# Article:
------------------------------
2.1 The complex quintessence field

We consider the Friedmann–Robertson–Walker (FRW) metric

$$\begin{aligned} ds^2 = -dt^2 + a^2 (t) \left( \frac{dr^2}{1-kr^2} + r^2 d\Omega ^2\right) \end{aligned}$$
(2.1)

where k is the curvature of space, and \(k=0,1,-1\) for a flat, a closed and an open universe respectively. The action of the universe is given by

$$\begin{aligned} S = \int d^4 x \sqrt{-g} \left( \frac{1}{16\pi G} R + \rho _m + {\mathcal {L}}_\Phi \right) \end{aligned}$$
(2.2)

where g is the determinant of the metric tensor \(g_{\mu \nu }\), G is the Newtons constant, R is the Ricci scalar, \(\rho _m\) is the density of ordinary matter, and \({\mathcal {L}}_\Phi \) is the Lagrangian density of the complex quintessence field \(\Phi \) given by:

$$\begin{aligned} {\mathcal {L}}_\Phi = -\frac{1}{2} g^{\mu \nu } (\partial _{\mu } \Phi ^{*}) (\partial _{\nu } \Phi ) - V(|\Phi |) \end{aligned}$$
(2.3)
------------------------------
# Data entries:
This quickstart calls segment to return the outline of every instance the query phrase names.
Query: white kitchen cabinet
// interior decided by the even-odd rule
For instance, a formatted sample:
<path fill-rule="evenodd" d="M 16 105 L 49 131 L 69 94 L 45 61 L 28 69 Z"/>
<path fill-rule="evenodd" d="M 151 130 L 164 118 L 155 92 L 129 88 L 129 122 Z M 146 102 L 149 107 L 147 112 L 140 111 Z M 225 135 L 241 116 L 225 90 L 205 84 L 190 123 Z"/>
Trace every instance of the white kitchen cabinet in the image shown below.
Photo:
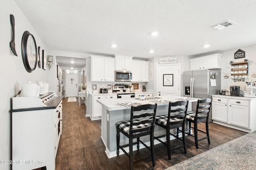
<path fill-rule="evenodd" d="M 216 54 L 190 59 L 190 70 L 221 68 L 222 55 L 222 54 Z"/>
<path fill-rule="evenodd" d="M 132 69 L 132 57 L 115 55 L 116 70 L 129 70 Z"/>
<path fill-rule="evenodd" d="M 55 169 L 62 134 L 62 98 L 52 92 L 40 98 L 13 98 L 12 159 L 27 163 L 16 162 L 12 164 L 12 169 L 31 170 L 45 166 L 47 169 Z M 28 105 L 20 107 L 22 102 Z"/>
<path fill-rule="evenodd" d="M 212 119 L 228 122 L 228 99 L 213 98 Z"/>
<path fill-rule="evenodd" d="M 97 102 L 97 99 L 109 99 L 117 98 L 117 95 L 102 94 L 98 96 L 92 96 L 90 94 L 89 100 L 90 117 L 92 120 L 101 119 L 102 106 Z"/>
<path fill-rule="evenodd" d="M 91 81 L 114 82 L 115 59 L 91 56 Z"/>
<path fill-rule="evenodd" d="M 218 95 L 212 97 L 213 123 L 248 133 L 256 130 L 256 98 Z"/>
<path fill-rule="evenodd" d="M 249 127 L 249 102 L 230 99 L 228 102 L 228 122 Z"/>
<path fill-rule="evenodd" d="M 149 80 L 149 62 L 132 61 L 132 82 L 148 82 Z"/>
------------------------------
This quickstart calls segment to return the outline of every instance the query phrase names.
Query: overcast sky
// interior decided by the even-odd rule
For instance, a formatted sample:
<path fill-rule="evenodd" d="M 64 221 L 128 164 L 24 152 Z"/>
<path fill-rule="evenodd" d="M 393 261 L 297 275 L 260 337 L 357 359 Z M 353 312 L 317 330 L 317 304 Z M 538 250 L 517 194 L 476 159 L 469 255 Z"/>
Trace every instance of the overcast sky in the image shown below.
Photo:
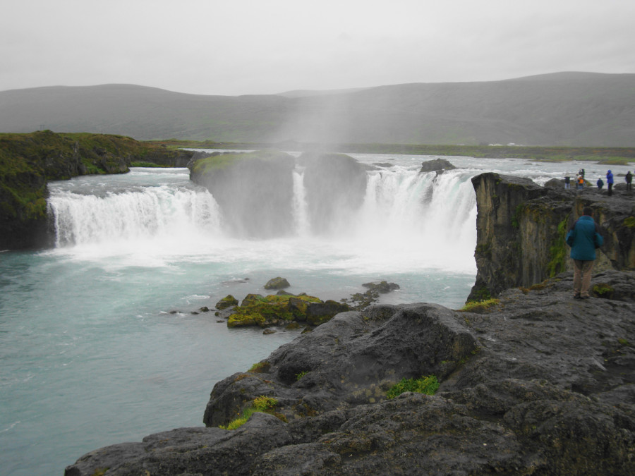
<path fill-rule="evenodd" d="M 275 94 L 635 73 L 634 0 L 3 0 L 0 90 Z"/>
------------------------------
# To do:
In the section on the complex quintessence field, what does k stand for in the FRW metric, and what do its values 0, 1, and -1 each indicate?

# Output:
k is the curvature of space. A value of 0 corresponds to a flat universe, 1 to a closed universe, and -1 to an open universe.